(Collected data entries)
====
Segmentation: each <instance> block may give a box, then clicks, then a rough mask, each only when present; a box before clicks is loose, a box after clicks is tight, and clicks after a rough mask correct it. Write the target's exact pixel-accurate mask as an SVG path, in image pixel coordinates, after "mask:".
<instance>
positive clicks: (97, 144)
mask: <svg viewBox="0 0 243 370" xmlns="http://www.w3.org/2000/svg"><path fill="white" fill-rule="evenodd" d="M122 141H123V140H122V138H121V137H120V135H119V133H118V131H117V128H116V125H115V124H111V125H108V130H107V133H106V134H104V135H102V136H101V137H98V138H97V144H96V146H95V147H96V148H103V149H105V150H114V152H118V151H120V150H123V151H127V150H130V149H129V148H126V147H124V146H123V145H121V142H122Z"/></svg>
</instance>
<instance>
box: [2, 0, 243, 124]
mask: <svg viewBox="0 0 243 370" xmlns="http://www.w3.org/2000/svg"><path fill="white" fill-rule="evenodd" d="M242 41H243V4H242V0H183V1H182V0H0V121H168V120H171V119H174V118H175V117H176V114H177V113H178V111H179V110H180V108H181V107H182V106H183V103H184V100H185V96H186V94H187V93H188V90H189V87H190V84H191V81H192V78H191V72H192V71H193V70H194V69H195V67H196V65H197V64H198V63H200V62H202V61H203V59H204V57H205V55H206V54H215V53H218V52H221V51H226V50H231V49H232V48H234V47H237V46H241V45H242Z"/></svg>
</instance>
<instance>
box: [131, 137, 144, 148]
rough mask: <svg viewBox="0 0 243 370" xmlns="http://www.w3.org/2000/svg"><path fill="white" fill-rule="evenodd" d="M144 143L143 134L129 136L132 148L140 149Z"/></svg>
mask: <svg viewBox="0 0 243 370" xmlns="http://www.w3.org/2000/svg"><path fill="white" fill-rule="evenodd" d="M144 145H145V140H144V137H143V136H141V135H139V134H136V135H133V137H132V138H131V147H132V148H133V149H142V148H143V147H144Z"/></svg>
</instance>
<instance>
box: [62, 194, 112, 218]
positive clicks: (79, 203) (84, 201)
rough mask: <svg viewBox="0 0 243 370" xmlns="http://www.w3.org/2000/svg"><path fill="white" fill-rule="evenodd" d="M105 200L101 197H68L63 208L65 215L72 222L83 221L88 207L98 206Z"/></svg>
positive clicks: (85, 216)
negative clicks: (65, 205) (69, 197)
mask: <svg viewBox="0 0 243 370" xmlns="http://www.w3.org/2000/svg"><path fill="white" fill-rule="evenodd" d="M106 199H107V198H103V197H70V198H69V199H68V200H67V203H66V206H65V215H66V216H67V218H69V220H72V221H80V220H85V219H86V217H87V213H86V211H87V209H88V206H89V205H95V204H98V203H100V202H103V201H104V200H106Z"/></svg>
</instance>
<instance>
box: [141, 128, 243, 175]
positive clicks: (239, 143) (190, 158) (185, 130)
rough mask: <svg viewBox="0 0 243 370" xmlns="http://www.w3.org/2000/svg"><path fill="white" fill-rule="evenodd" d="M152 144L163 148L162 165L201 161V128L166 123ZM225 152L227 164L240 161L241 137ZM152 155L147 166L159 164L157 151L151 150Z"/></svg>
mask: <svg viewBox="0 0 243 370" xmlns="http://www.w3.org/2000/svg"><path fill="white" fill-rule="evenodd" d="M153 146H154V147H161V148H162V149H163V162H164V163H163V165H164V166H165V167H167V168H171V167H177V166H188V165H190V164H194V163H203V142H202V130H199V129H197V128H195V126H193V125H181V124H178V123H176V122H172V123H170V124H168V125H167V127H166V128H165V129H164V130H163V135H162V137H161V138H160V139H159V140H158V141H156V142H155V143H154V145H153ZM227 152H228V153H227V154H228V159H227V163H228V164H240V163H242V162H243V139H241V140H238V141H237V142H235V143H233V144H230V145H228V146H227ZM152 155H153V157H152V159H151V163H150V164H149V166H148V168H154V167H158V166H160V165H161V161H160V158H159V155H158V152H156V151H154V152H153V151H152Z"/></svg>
====
About this task: Put the lines from the start of the rows above through the line holding "positive clicks: (97, 144)", inclusive, into a Markdown table with the columns Number and Line. Skip any blank lines.

Answer box:
| Number | Line |
|---|---|
| 1 | Segmentation: each <instance> block may give a box, then clicks, then a rough mask, each only when present; a box before clicks is loose, a box after clicks is tight, and clicks after a rough mask correct it. Write the target's exact pixel-accurate mask as an SVG path, in image pixel coordinates, after "mask:". |
| 2 | <instance> |
| 3 | positive clicks: (97, 144) |